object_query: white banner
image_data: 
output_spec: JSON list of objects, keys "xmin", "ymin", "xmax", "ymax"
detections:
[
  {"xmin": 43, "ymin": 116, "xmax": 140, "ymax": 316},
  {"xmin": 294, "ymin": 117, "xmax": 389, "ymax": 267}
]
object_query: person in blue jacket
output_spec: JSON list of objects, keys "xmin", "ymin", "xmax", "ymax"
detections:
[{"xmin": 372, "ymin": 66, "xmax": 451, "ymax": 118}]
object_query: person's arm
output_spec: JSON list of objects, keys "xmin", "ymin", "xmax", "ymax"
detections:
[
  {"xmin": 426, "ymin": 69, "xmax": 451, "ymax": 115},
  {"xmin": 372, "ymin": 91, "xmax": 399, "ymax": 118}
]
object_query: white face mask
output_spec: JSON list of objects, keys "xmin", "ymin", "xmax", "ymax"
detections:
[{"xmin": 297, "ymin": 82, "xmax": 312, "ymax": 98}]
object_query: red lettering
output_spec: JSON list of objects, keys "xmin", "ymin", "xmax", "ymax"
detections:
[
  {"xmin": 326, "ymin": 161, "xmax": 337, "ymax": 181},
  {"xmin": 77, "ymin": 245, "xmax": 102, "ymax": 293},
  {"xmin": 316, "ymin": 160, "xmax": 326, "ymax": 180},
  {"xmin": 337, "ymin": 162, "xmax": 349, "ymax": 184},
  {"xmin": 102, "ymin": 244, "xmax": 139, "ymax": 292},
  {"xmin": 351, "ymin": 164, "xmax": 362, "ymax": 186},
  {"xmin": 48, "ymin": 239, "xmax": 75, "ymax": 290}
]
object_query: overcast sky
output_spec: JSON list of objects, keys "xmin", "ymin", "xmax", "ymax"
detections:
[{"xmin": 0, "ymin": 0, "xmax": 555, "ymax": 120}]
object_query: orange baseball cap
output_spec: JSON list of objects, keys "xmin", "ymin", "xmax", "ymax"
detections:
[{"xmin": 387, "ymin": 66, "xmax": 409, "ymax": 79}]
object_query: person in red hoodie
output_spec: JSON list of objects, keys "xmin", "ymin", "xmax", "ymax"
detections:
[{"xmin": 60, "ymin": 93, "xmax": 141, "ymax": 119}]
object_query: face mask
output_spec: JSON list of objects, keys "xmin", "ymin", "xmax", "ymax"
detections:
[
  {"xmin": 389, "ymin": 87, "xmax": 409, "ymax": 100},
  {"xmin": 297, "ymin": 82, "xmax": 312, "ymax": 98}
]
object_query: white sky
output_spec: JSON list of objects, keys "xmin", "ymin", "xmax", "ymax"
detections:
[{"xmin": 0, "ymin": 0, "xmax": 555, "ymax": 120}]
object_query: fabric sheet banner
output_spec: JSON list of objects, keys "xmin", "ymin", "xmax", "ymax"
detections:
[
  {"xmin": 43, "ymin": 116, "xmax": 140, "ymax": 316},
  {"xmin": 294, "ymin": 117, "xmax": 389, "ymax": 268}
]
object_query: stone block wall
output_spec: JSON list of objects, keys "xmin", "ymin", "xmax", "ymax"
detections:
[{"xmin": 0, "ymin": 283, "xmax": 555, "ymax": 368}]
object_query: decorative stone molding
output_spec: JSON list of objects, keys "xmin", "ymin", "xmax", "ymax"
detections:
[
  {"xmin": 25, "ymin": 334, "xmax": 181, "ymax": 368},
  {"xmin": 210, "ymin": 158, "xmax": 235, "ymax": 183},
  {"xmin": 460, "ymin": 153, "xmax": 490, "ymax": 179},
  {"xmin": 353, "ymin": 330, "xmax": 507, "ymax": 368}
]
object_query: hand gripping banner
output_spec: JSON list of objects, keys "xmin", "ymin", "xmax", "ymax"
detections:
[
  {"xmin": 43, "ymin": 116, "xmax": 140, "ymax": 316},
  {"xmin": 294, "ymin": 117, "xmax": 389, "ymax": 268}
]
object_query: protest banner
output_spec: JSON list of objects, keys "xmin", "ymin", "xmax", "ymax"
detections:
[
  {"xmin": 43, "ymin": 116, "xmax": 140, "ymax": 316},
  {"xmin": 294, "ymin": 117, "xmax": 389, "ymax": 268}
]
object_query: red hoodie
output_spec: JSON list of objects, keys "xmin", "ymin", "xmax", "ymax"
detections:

**CHALLENGE:**
Present every line of the items above as a Markdown table with two columns, Row and Line. Number the rows in order and omit any blank lines.

**SOLUTION TO THIS TASK:**
| Row | Line |
|---|---|
| 1 | object_query: white banner |
| 2 | image_data:  |
| 3 | output_spec: JSON list of objects, keys "xmin", "ymin", "xmax", "ymax" |
| 4 | detections: |
| 5 | [ |
| 6 |   {"xmin": 43, "ymin": 116, "xmax": 140, "ymax": 316}, |
| 7 |   {"xmin": 294, "ymin": 117, "xmax": 389, "ymax": 267} |
| 8 | ] |
| 9 | object_query: person in blue jacket |
| 10 | output_spec: JSON list of objects, keys "xmin", "ymin", "xmax", "ymax" |
| 11 | detections: |
| 12 | [{"xmin": 372, "ymin": 66, "xmax": 451, "ymax": 118}] |
| 13 | object_query: person's arm |
| 14 | output_spec: JSON list of objects, keys "xmin", "ymin", "xmax", "ymax" |
| 15 | detections: |
| 16 | [ |
| 17 |   {"xmin": 426, "ymin": 69, "xmax": 451, "ymax": 115}, |
| 18 |   {"xmin": 372, "ymin": 91, "xmax": 399, "ymax": 118} |
| 19 | ] |
| 20 | object_query: white face mask |
| 21 | output_spec: JSON list of objects, keys "xmin", "ymin", "xmax", "ymax" |
| 22 | detections: |
| 23 | [{"xmin": 297, "ymin": 82, "xmax": 312, "ymax": 98}] |
| 24 | object_query: red lettering |
| 25 | output_spec: JSON list of objects, keys "xmin", "ymin", "xmax", "ymax" |
| 26 | detections: |
| 27 | [ |
| 28 |   {"xmin": 326, "ymin": 161, "xmax": 337, "ymax": 181}, |
| 29 |   {"xmin": 77, "ymin": 245, "xmax": 102, "ymax": 293}, |
| 30 |   {"xmin": 316, "ymin": 160, "xmax": 326, "ymax": 180}, |
| 31 |   {"xmin": 337, "ymin": 162, "xmax": 349, "ymax": 184}, |
| 32 |   {"xmin": 102, "ymin": 244, "xmax": 139, "ymax": 292}, |
| 33 |   {"xmin": 351, "ymin": 164, "xmax": 362, "ymax": 186}, |
| 34 |   {"xmin": 48, "ymin": 239, "xmax": 75, "ymax": 290} |
| 35 | ] |
| 36 | object_query: overcast sky |
| 37 | output_spec: JSON list of objects, keys "xmin", "ymin", "xmax", "ymax" |
| 38 | detections: |
| 39 | [{"xmin": 0, "ymin": 0, "xmax": 555, "ymax": 120}] |
| 40 | object_query: orange baseball cap |
| 41 | output_spec: JSON list of objects, keys "xmin", "ymin", "xmax", "ymax" |
| 42 | detections: |
| 43 | [{"xmin": 387, "ymin": 66, "xmax": 409, "ymax": 79}] |
| 44 | object_query: person in red hoodie |
| 45 | output_spec: JSON list of objects, keys "xmin", "ymin", "xmax", "ymax" |
| 46 | detections: |
| 47 | [{"xmin": 60, "ymin": 93, "xmax": 141, "ymax": 119}] |
| 48 | object_query: face mask |
| 49 | output_spec: JSON list of objects, keys "xmin", "ymin", "xmax", "ymax" |
| 50 | detections: |
| 51 | [ |
| 52 |   {"xmin": 389, "ymin": 87, "xmax": 409, "ymax": 100}, |
| 53 |   {"xmin": 297, "ymin": 82, "xmax": 312, "ymax": 98} |
| 54 | ] |
| 55 | object_query: white sky |
| 56 | output_spec: JSON list of objects, keys "xmin", "ymin", "xmax", "ymax" |
| 57 | detections: |
| 58 | [{"xmin": 0, "ymin": 0, "xmax": 555, "ymax": 120}] |
| 59 | object_query: fabric sheet banner |
| 60 | output_spec: JSON list of objects, keys "xmin", "ymin", "xmax", "ymax" |
| 61 | detections: |
| 62 | [ |
| 63 |   {"xmin": 43, "ymin": 116, "xmax": 140, "ymax": 316}, |
| 64 |   {"xmin": 294, "ymin": 117, "xmax": 389, "ymax": 268} |
| 65 | ] |
| 66 | object_query: stone block wall |
| 67 | output_spec: JSON list of objects, keys "xmin", "ymin", "xmax", "ymax" |
| 68 | detections: |
| 69 | [{"xmin": 0, "ymin": 283, "xmax": 555, "ymax": 368}] |
| 70 | object_query: decorative stone molding |
| 71 | output_spec: JSON list of objects, keys "xmin", "ymin", "xmax", "ymax" |
| 72 | detections: |
| 73 | [ |
| 74 |   {"xmin": 25, "ymin": 334, "xmax": 181, "ymax": 368}, |
| 75 |   {"xmin": 210, "ymin": 158, "xmax": 235, "ymax": 183}, |
| 76 |   {"xmin": 460, "ymin": 153, "xmax": 490, "ymax": 179}, |
| 77 |   {"xmin": 353, "ymin": 330, "xmax": 507, "ymax": 368} |
| 78 | ] |
| 79 | object_query: hand gripping banner |
| 80 | output_spec: JSON list of objects, keys "xmin", "ymin", "xmax", "ymax" |
| 81 | detections: |
| 82 | [ |
| 83 |   {"xmin": 43, "ymin": 116, "xmax": 140, "ymax": 316}, |
| 84 |   {"xmin": 294, "ymin": 117, "xmax": 389, "ymax": 268} |
| 85 | ] |
| 86 | object_query: protest banner |
| 87 | output_spec: JSON list of objects, keys "xmin", "ymin", "xmax", "ymax" |
| 88 | detections: |
| 89 | [ |
| 90 |   {"xmin": 43, "ymin": 116, "xmax": 140, "ymax": 316}, |
| 91 |   {"xmin": 294, "ymin": 117, "xmax": 389, "ymax": 268} |
| 92 | ] |
| 93 | object_query: red hoodie |
| 94 | output_spec: JSON list of objects, keys "xmin", "ymin", "xmax", "ymax" |
| 95 | detections: |